Excerpt from the dataset
□ □ □ □

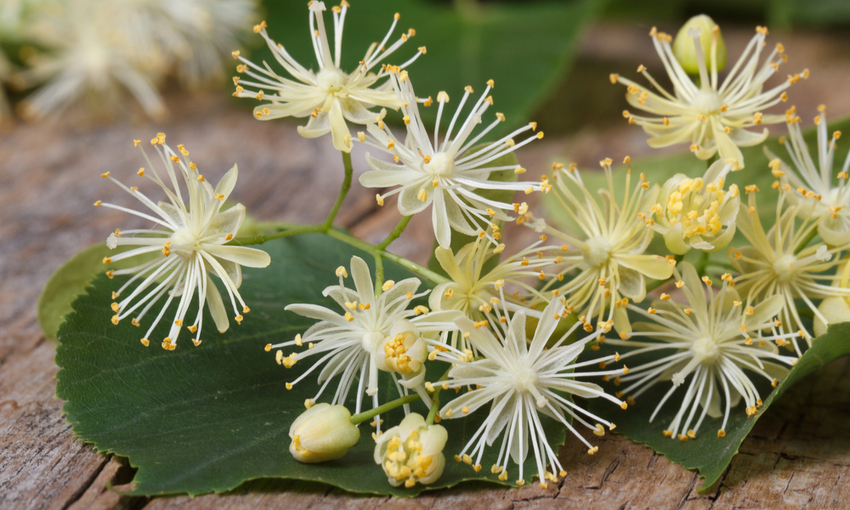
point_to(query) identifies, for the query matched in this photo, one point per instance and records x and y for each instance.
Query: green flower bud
(323, 432)
(684, 47)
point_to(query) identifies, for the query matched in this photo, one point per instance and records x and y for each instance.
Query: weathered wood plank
(797, 455)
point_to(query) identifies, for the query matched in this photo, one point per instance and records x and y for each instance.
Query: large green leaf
(524, 47)
(207, 418)
(709, 454)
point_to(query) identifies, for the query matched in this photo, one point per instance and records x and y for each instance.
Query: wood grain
(798, 454)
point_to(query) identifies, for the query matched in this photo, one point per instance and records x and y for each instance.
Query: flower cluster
(96, 52)
(515, 334)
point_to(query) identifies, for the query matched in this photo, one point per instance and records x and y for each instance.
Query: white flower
(196, 35)
(412, 452)
(352, 344)
(449, 174)
(521, 379)
(778, 262)
(322, 432)
(712, 117)
(697, 213)
(190, 243)
(713, 341)
(815, 180)
(92, 59)
(475, 281)
(330, 97)
(610, 262)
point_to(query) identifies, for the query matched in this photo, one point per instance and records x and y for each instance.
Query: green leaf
(709, 454)
(460, 240)
(69, 281)
(208, 418)
(524, 47)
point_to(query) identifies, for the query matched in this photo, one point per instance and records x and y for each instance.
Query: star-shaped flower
(190, 243)
(329, 96)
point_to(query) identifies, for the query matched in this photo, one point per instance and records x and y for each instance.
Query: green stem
(399, 228)
(360, 418)
(363, 245)
(379, 273)
(378, 251)
(346, 185)
(435, 400)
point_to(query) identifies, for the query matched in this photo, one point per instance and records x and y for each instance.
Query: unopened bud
(412, 452)
(685, 50)
(323, 432)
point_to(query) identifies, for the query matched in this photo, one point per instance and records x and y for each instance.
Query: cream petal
(216, 307)
(387, 179)
(835, 310)
(229, 221)
(227, 183)
(241, 255)
(653, 266)
(339, 129)
(694, 287)
(408, 200)
(317, 126)
(674, 240)
(449, 264)
(631, 284)
(439, 217)
(743, 138)
(727, 148)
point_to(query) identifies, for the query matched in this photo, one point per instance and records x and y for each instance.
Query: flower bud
(323, 432)
(412, 452)
(684, 47)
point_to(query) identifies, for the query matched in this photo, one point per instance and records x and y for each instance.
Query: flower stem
(378, 251)
(435, 400)
(343, 191)
(360, 418)
(399, 228)
(381, 248)
(658, 283)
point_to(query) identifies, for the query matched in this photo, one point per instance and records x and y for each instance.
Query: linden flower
(190, 242)
(330, 96)
(521, 378)
(412, 452)
(778, 262)
(610, 261)
(365, 337)
(815, 180)
(712, 343)
(697, 213)
(712, 117)
(92, 60)
(449, 174)
(472, 290)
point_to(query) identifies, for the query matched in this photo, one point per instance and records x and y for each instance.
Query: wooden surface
(798, 454)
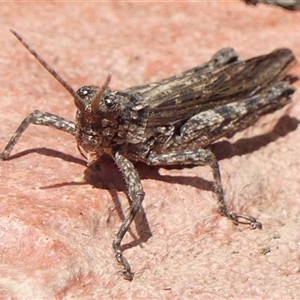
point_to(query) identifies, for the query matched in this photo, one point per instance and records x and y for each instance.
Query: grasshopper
(170, 122)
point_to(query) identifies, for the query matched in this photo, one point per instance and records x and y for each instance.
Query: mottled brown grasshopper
(172, 121)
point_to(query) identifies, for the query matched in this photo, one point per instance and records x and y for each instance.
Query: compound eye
(110, 101)
(85, 91)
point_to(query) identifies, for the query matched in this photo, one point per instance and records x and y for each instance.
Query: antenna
(78, 100)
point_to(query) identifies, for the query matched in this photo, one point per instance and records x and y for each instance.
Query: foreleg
(38, 118)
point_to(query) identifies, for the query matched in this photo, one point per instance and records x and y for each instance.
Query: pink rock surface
(56, 229)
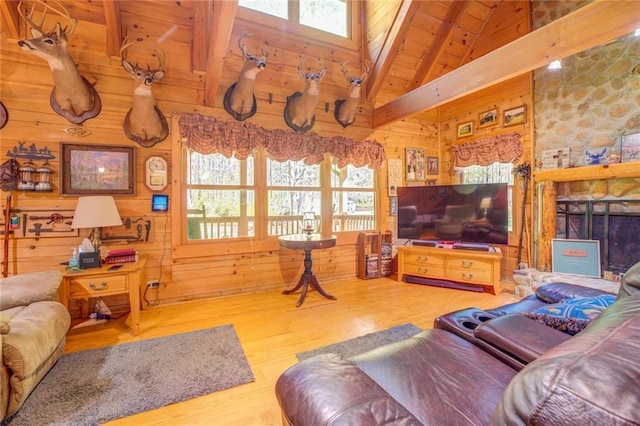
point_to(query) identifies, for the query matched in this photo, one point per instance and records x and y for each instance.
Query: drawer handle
(103, 285)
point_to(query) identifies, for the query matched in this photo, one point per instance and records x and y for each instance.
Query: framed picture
(97, 169)
(432, 166)
(579, 257)
(630, 147)
(465, 129)
(416, 164)
(488, 118)
(514, 116)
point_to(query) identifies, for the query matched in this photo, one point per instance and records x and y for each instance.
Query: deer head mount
(345, 112)
(300, 111)
(144, 123)
(239, 99)
(73, 97)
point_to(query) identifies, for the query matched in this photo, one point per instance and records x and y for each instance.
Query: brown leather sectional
(501, 368)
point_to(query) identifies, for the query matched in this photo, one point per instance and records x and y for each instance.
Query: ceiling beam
(443, 36)
(595, 23)
(222, 19)
(390, 47)
(200, 37)
(113, 24)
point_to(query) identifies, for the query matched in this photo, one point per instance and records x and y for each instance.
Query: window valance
(505, 148)
(209, 135)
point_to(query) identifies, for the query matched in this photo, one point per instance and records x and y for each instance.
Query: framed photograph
(578, 257)
(514, 116)
(630, 147)
(488, 118)
(465, 129)
(416, 165)
(97, 169)
(432, 166)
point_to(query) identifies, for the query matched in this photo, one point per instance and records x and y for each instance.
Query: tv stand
(470, 267)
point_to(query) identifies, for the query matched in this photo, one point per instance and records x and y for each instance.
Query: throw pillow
(566, 317)
(603, 301)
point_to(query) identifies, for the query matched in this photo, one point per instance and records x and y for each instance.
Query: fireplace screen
(615, 223)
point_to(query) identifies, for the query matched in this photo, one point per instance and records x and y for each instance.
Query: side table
(307, 243)
(98, 282)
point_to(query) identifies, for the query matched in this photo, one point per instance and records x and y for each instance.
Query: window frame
(183, 248)
(292, 25)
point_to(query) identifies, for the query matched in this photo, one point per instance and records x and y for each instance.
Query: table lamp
(96, 212)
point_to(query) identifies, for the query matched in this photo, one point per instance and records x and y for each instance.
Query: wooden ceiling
(409, 43)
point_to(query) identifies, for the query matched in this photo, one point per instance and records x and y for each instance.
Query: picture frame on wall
(630, 147)
(432, 166)
(514, 116)
(415, 165)
(97, 169)
(488, 118)
(465, 129)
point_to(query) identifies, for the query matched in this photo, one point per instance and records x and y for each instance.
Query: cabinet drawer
(479, 276)
(98, 285)
(466, 263)
(424, 259)
(424, 270)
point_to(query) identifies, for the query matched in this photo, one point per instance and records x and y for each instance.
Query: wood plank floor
(272, 330)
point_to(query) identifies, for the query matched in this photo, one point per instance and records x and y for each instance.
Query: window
(494, 173)
(331, 16)
(353, 198)
(221, 197)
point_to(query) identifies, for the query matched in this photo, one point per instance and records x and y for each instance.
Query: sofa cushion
(24, 289)
(571, 318)
(590, 379)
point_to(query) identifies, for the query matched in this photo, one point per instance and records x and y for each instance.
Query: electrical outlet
(153, 284)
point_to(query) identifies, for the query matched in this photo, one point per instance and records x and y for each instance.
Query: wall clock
(156, 173)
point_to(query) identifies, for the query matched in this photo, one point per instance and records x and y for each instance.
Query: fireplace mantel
(547, 195)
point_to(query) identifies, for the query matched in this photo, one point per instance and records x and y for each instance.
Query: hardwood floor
(272, 330)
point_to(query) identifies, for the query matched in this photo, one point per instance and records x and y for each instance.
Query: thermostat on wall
(159, 203)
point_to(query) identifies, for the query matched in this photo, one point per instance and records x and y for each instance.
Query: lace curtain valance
(505, 148)
(209, 135)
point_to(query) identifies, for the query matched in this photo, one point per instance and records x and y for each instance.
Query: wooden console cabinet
(472, 267)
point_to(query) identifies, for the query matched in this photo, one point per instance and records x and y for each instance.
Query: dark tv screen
(475, 213)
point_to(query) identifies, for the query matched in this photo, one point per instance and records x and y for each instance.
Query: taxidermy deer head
(144, 123)
(73, 97)
(345, 112)
(239, 100)
(299, 113)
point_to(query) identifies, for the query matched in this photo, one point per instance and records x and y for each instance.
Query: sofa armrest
(520, 336)
(327, 389)
(555, 292)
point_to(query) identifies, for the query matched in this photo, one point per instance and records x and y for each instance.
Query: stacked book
(121, 256)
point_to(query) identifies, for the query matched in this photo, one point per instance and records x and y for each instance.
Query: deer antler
(53, 6)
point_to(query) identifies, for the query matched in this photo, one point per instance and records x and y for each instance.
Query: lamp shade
(96, 211)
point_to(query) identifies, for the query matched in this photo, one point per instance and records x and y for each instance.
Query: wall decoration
(394, 175)
(488, 118)
(415, 164)
(432, 166)
(514, 116)
(555, 158)
(630, 146)
(97, 169)
(465, 129)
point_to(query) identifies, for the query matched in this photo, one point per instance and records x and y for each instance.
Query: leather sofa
(439, 377)
(33, 330)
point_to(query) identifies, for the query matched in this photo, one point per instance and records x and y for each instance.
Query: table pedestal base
(308, 278)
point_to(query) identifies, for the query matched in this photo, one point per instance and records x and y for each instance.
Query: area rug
(94, 386)
(364, 343)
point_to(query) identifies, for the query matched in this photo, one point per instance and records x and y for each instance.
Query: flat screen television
(470, 213)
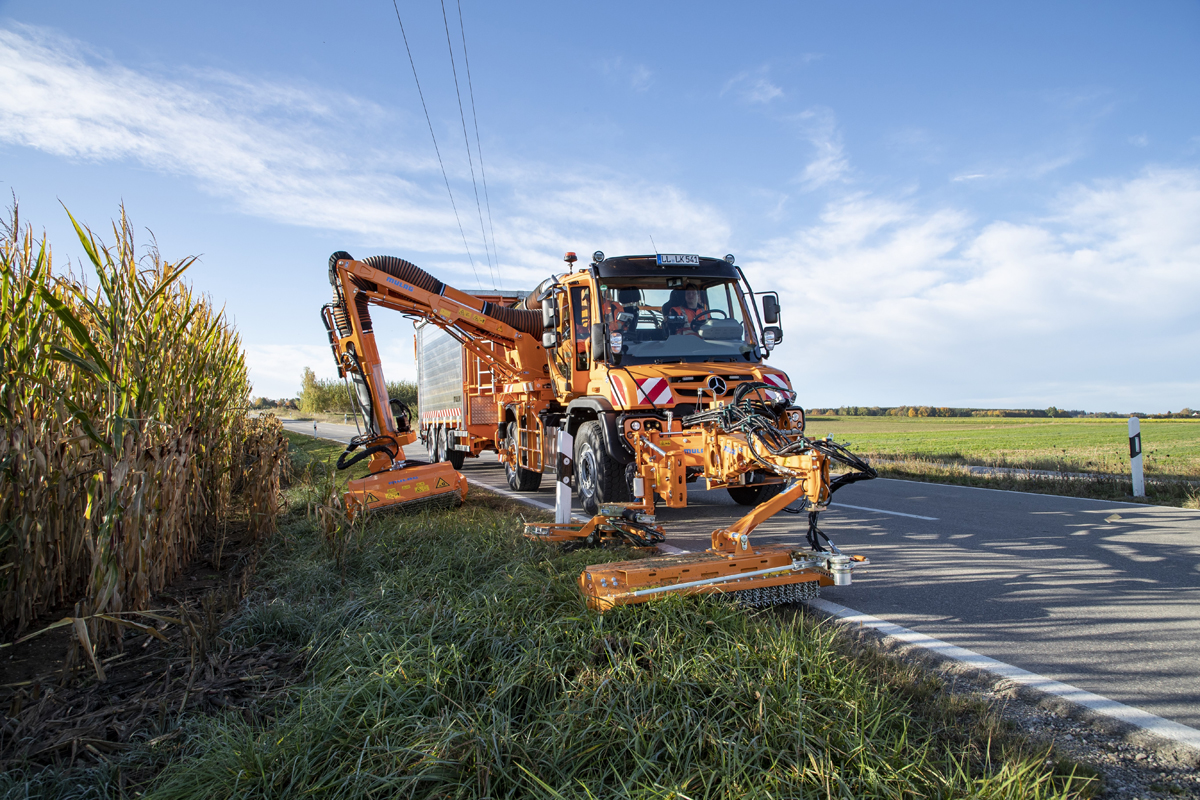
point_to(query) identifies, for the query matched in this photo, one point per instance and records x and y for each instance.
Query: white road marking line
(1145, 720)
(894, 513)
(1128, 714)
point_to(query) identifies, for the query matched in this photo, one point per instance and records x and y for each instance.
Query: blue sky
(963, 204)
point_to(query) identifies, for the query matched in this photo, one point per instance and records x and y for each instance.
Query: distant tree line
(333, 396)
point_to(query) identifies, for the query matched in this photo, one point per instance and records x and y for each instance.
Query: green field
(1171, 447)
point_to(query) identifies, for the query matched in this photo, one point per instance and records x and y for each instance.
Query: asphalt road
(1101, 595)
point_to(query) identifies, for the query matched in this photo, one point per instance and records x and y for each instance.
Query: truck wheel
(431, 444)
(520, 479)
(453, 456)
(441, 444)
(751, 495)
(598, 477)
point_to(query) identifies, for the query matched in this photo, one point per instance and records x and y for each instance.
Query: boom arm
(399, 286)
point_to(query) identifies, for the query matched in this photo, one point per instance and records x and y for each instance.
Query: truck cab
(639, 342)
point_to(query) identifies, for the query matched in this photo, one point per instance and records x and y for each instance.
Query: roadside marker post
(1139, 480)
(563, 469)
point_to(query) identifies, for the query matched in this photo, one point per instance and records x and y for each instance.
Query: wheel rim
(510, 445)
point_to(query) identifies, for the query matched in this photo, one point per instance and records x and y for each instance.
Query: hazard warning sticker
(654, 391)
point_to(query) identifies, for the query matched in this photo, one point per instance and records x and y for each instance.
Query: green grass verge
(450, 657)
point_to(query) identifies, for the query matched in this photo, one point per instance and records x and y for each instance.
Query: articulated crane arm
(396, 284)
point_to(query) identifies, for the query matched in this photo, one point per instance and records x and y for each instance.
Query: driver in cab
(689, 313)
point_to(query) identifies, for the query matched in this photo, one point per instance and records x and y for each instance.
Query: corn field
(124, 429)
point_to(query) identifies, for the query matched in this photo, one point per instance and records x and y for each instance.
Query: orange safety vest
(689, 314)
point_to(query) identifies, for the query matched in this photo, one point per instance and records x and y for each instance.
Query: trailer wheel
(431, 444)
(598, 477)
(520, 479)
(450, 455)
(751, 495)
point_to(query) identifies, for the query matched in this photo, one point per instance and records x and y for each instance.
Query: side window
(564, 355)
(581, 300)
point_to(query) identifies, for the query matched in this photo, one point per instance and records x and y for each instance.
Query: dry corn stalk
(123, 428)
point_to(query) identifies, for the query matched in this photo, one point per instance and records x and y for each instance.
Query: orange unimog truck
(641, 374)
(627, 352)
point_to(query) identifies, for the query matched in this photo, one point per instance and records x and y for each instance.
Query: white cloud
(753, 86)
(291, 155)
(1095, 301)
(637, 76)
(829, 164)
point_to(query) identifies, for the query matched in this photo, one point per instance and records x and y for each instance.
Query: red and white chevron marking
(443, 415)
(654, 390)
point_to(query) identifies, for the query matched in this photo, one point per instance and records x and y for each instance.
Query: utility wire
(466, 140)
(479, 148)
(430, 122)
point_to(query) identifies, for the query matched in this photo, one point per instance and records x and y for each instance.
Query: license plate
(676, 259)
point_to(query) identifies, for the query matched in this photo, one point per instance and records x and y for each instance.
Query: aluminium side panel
(439, 378)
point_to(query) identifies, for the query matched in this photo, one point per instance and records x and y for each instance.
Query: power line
(430, 122)
(466, 139)
(479, 148)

□ □ □ □

Copy out in full each line of the material above that contains the word "window".

Query: window valance
Query: window frame
Query: window
Query: side window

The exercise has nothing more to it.